Текст страницы.
Все записи
20:03  /  27.11.14

18571просмотр

По грибы

+T -
Поделиться:

 

— Ну, Федя, прощай, спасибо за всё, прощай, — сказал Анатоль. —
Ну, товарищи, друзья... — Он задумался... — молодости... моей, прощайте.

(Л. Толстой, «Война и мир»)

Во первых строках должна заметить, что я тогда была очень юна. Юна, как юннат. Юная и натуральная. К себе тогдашней я отношения уже почти не имею. Остались от тех времён кожа да кости. Нет, только кости, — кожу я, помнится, сбрасывала. В общем, остался, наверное, костяк.

Мы (уже почти стёрлось из памяти, кто такие были эти мы, — но нас было много на челне) жили в квартире неподалёку от метро «Динамо»; меня туда однажды привели и там оставили, потому что жить мне было негде. Остальные обитатели тоже бились, с большим или меньшим азартом, над неразрешимыми квартирными вопросами. Некоторые уходили, решали вопросы, но неудачно, потом возвращались, — и не одни; решившие вопросы удачно — тоже возвращались, ради удовольствия или по привычке. Был постоянный круговорот людей в квартире. На большой кровати спали штабелями. На полу спали в спальных мешках. Учитывая, что кроме жильцов в доме всегда паслись гости, уединение было почти невозможно. О том, что кто-то хочет заняться сексом, кому-то приходилось извещать остальных, чтобы остальные заблаговременно отвернулись. Пили — очень много. Пиво пили так, как иные пьют соки-воды; водку пили более ответственно. Мусоропровод был прямо в кухне, и во всякое время можно было слышать звон летящих в его недра бутылок: вечерний звон — бом, бом; ночной звон — бом, бом; утренний звон — бом, бом; дневной звон — бом, соответственно, бом.

Ваша задача. Замените в тексте страницы «костяк» на «скелет» и приведите отрывок, начиная со слов «Во первых строках» и заканчивая словами «остался, наверное, костяк.». Этот материал взят из другого источника.

(Строки набора данных о расположении объектов)
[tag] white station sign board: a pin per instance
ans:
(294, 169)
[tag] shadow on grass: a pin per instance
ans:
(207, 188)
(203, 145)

Результат упражнения.
Во первых строках должна заметить, что я тогда была очень юна. Юна, как юннат. Юная и натуральная. К себе тогдашней я отношения уже почти не имею. Остались от тех времён кожа да кости. Нет, только кости, — кожу я, помнится, сбрасывала. В общем, остался, наверное, скелет.